Задание a
Перепишите без изменений строки перечня, начиная со строки, где есть «Look at the photo above. For each instance of the dark», и до последней строки перечня включительно.

Текст страницы
Кончив, я спросила его, к какой партии примкнул бы он, и этот разбойник отвечал мне:

«Я бонапартист!»

Вот как он рассказывает все то, чему я его научила: последним королем был Людовик XVI, который был очень добр, но республиканцы – люди, ищущие денег и почестей, казнили как его, так и жену его, Марию-Антуанету, и учредили республику. Франция была в это время очень ничтожна; а на острове Корсике родился, между тем, человек, Наполеон Бонапарт, который был так умен и храбр, что его избрали сначала полковником, потом генералом. Он покорил весь мир, и французы очень любили его. Но отправляясь в поход на Россию, он забыл взять шубы для своих солдат, и они очень страдали от холода; русские-же сожгли Москву. Тогда Наполеон, бывший в это время уже императором, возвратился во Францию; но так как он был несчастлив, а французы, которые любят только тех, кому благоприятствует счастье, больше не любили его, то и все остальные государи, чтобы отомстить ему, принудили его сложить с себя власть. Тогда он отправился на остров Эльбу; потом, на сто дней он возвратился, было, в Париж, но его опять заставили спасаться бегством. Увидев одно английское судно, он стал умолять экипаж его о спасении, но едва он взошел туда, его объявили пленником и отвезли на остров св. Елены, где он и умер.

Уверяю вас, что Шоколад был во многом прав.

* * *

Наконец, сегодня утром мы прибыли в Берлин. Город произвел на меня в общем впечатление приятное. Дома очень красивы.

Не могу написать сегодня ни слова толком; дорога ужасно утомляет.

«Два чувства свойственны натурам гордым и любящим – величайшая чуткость к мнению о них и величайшая горечь, когда, мнение это несправедливо».

Пятница, 28 июля. Берлин напоминает мне Флоренцию… Позвольте – он напоминает мне Флоренцию, потому что я опять с тетей и веду тот-же образ жизни.

Прежде всего мы осмотрели музей. Ничего подобного я не ожидала встретить в Пруссии – может быть по невежеству, может быть по предубеждению.

По обыкновению, статуи удержали меня всего дольше, и мне кажется, что я обладаю какой-то особенной, большей, чем у других людей, чуткостью в отношении понимания статуй.

В большой зале находится одна статуя, которую я приняла за Аталанту, вследствие пары сандалий, которые могли бы выражать здесь главную идею; но надпись гласит, что это Психея. Все равно, Психея или Аталанта, – это замечательная фигура по красоте и естественности.

Осмотрев греческие гипсы, мы прошли далее. Глаза и голова моя уже устали, и я узнала египетский отдел только по его сжатым и беглым линиям, напоминающим круги, произведенные на воде падением какого-нибудь предмета.

Ничего не может быть ужаснее, как быть где-нибудь с человеком, которому скучно то, что для вас интересно. Тетя скучала, торопилась, ворчала. Правда, что мы проходили там два часа!.. Что очень интересно, так это исторический музей: миниатюр, статуй, древних гравюр и миниатюрных портретов. Я обожаю это. Я обожаю эти портреты, и глядя на них, фантазия моя делает невероятные путешествия, создает различные приключения, драмы…

Но довольно…

Затем картины.

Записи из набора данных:
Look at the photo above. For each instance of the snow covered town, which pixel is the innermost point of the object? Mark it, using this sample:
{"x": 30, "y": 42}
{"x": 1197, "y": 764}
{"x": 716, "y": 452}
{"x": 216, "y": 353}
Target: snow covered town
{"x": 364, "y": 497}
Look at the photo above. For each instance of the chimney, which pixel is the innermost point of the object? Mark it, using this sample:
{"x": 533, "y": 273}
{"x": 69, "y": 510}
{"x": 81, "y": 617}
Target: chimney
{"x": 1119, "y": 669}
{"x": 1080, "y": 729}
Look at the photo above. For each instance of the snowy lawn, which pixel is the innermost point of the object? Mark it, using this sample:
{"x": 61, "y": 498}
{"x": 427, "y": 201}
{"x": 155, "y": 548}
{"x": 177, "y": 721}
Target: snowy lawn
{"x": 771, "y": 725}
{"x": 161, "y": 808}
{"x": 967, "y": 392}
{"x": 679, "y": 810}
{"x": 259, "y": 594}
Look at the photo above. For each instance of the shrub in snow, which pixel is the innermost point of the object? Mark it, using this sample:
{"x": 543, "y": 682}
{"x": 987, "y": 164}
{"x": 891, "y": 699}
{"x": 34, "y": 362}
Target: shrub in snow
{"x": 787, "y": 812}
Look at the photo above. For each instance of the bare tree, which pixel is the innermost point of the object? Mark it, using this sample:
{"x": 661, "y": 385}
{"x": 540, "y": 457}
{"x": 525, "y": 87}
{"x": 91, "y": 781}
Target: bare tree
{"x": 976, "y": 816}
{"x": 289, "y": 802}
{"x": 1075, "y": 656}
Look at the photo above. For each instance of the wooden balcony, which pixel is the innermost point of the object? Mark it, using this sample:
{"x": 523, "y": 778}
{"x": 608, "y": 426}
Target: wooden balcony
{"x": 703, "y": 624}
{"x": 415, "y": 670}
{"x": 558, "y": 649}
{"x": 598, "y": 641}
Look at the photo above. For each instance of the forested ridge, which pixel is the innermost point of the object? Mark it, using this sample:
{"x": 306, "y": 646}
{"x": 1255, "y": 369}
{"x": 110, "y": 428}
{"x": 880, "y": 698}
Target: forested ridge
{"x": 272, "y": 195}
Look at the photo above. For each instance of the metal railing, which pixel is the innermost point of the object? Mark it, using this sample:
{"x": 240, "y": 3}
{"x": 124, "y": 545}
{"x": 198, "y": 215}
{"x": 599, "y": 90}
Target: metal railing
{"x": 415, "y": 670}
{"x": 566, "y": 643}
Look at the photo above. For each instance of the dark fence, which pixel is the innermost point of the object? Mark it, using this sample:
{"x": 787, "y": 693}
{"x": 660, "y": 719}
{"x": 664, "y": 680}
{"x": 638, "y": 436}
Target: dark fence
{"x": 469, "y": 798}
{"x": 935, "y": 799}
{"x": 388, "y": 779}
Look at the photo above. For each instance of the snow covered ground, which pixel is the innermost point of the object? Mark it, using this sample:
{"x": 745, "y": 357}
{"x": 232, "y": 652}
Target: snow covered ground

Задание b
Кого, согласно надписи, изображает статуя в большой зале берлинского музея, о которой рассказывает дневниковый отрывок?

Ответ a
Look at the photo above. For each instance of the dark fence, which pixel is the innermost point of the object? Mark it, using this sample:
{"x": 787, "y": 693}
{"x": 660, "y": 719}
{"x": 664, "y": 680}
{"x": 638, "y": 436}
Target: dark fence
{"x": 469, "y": 798}
{"x": 935, "y": 799}
{"x": 388, "y": 779}
Look at the photo above. For each instance of the snow covered ground, which pixel is the innermost point of the object? Mark it, using this sample:
{"x": 745, "y": 357}
{"x": 232, "y": 652}
Target: snow covered ground

Ответ b
Психею.